• _Tasks_
1. Rewrite the pork tenderloin recipe starting at "The next morning, drain" and ending at "the cooking liquid.", changing "sage" to "thyme".
2. Extend the pork tenderloin and cannellini beans recipe past its final sentence.
* BEGIN Selected passage *
Pork Tenderloin and Cannellini Beans

 If you’re looking for an easy, delicious way to serve a crowd (Election Day comfort food perhaps?) that’s also healthy and reasonably priced, pork tenderloin is your answer. 

I love any cuts of pork, particularly the shoulder, which is loaded with fat, resulting in savory meat that falls off the bone. That, however, takes 12 hours to cook with this recipe, if you’re interested.
I’m more likely to buy the tenderloin when time is a factor, and even though it’s so lean, with proper seasonings and accompaniments, it can be just as satisfying as the fattier cuts of pork.
After seeing an Instagram photo from my friend Domenica of her cannelloni beans soaking, I was inspired to do the same as an accompaniment to the pork.
  I’ve had friends say that they made dried beans that ended up too hard, probably from not cooking long enough. That’s happened to me too and the way I prepare them now to avoid that is this way:
Wash the beans and drain them, then put into a pot with water about one inch above the beans and bring to a rolling boil for a couple of minutes. Skim off the scum that forms. Turn off the heat and let the beans sit in the water overnight.
The next morning, drain the beans, add fresh water to cover, plus a few squirts of olive oil and some fresh sage. Let the beans simmer for two hours, then turn off the heat and let the beans sit for a few more hours.
Come back to the beans before you’re ready to serve them and test for doneness. They should be soft enough now, but if not, cook a little longer. Drain the beans again, saving some of the cooking liquid.
Place a healthy amount of olive oil (1/4 cup or so) on the bottom of a clean pot, add as much minced garlic as you like (I like a lot); briefly soften over mild heat, then add the beans back to the pot, to reheat. At this point, season them with salt and other herbs of your choosing – sage and/or rosemary are nice here. (don’t add the salt before the beans are soft or it will impede the cooking). Add a little more olive oil if you like (a few tablespoons), and some of the reserved cooking liquid if they seem too dry (but not too much, since you’re going to have more liquid from the roast to drizzle on later).
* END Selected passage *
* BEGIN Record set *
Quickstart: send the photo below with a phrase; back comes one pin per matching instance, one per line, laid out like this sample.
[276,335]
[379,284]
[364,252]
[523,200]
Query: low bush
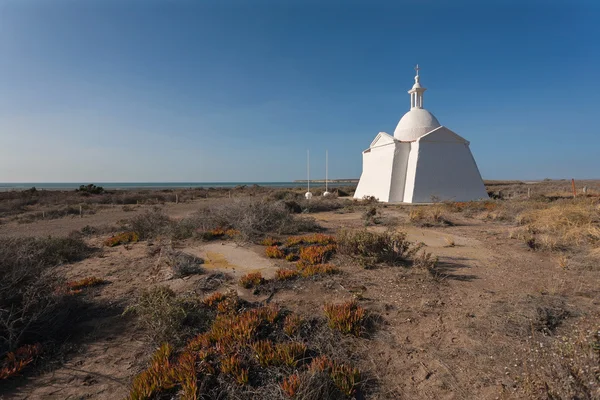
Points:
[274,252]
[151,224]
[429,216]
[220,233]
[159,313]
[313,255]
[251,280]
[183,264]
[254,218]
[269,241]
[90,189]
[32,309]
[426,261]
[292,324]
[347,317]
[244,349]
[286,274]
[373,247]
[316,238]
[121,238]
[318,269]
[16,361]
[86,283]
[321,204]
* END Record set *
• _Solved problems_
1.
The next morning, drain the beans, add fresh water to cover, plus a few squirts of olive oil and some fresh thyme. Let the beans simmer for two hours, then turn off the heat and let the beans sit for a few more hours.
Come back to the beans before you’re ready to serve them and test for doneness. They should be soft enough now, but if not, cook a little longer. Drain the beans again, saving some of the cooking liquid.

2.
 I flavored the beans using some of the seasoned salts I made from some of the herbs growing in my garden – thyme, sage, rosemary, lemon balm and bay leaf. If you’ve still got herbs growing in your garden, it’s not too late to make the salt. It makes a great hostess gift. Just cut the herbs, dry them on a cookie sheet and after a few days, put them in the food processor with some coarse salt. I used a salt from Sicily that I got from Gustiamo.com, but you could also use kosher salt.
The salt is fantastic on vegetables, fish and meats – in this case the pork tenderloin. Just slather some Dijon mustard on the pork, then sprinkle on a generous amount of the seasoned salt and a good grinding of fresh black pepper.
Cover it with aluminum foil, and roast at 400 degrees for about 45 minutes – 1 hour. Remove from oven and let it rest for 15 minutes. Reserve the liquid to pour over the roast later (Before serving it, I whirred it with a stick blender to make it more homogenous.)
Arrange the beans on the bottom of the serving dish, then place the sliced pork on top. Just before serving, pour the heated sauce on top. It’s tender enough to eat with just a fork, and it’s so easy and delicious, it’ll become one of your go-to recipes.

Cannellini beans and pork tenderloin
printable recipe here


Pork Tenderloin
Smear pork tenderloin with Dijon mustard, then sprinkle on freshly ground black pepper and seasoned salts. (If you don’t have seasoned salts, use some kosher salt and sprinkle on herbs de Provence, or use minced fresh rosemary, sage or a combination of herbs.)
Roast covered at 400 degrees for 45 minutes-one hour. Remove from oven and let it rest for 15 minutes. Meanwhile, remove the liquid from the pan, strain it and whir it with a stick blender to homogenize it (or use a whisk if you don’t have a stick blender).

Arrange the cooked beans on the bottom of a serving dish, then slice the meat and place it on the beans. Finally, reheat the liquid and pour it over all the meat and beans.

Cannellini Beans
Wash the dry beans and drain them, then put into a pot and bring to a rolling boil for a couple of minutes. Skim off the scum that forms. turn off the heat and let the beans sit in the water overnight.

The next morning, drain the beans, add fresh water to cover, plus a few squirts of olive oil and some fresh sage. Let the beans simmer for two hours, then turn off the heat and let the beans sit for a few more hours.
Come back to the beans before you’re ready to serve them and test for doneness. They should be soft enough now, but if not, cook a little longer. Drain the beans again, saving some of the cooking liquid.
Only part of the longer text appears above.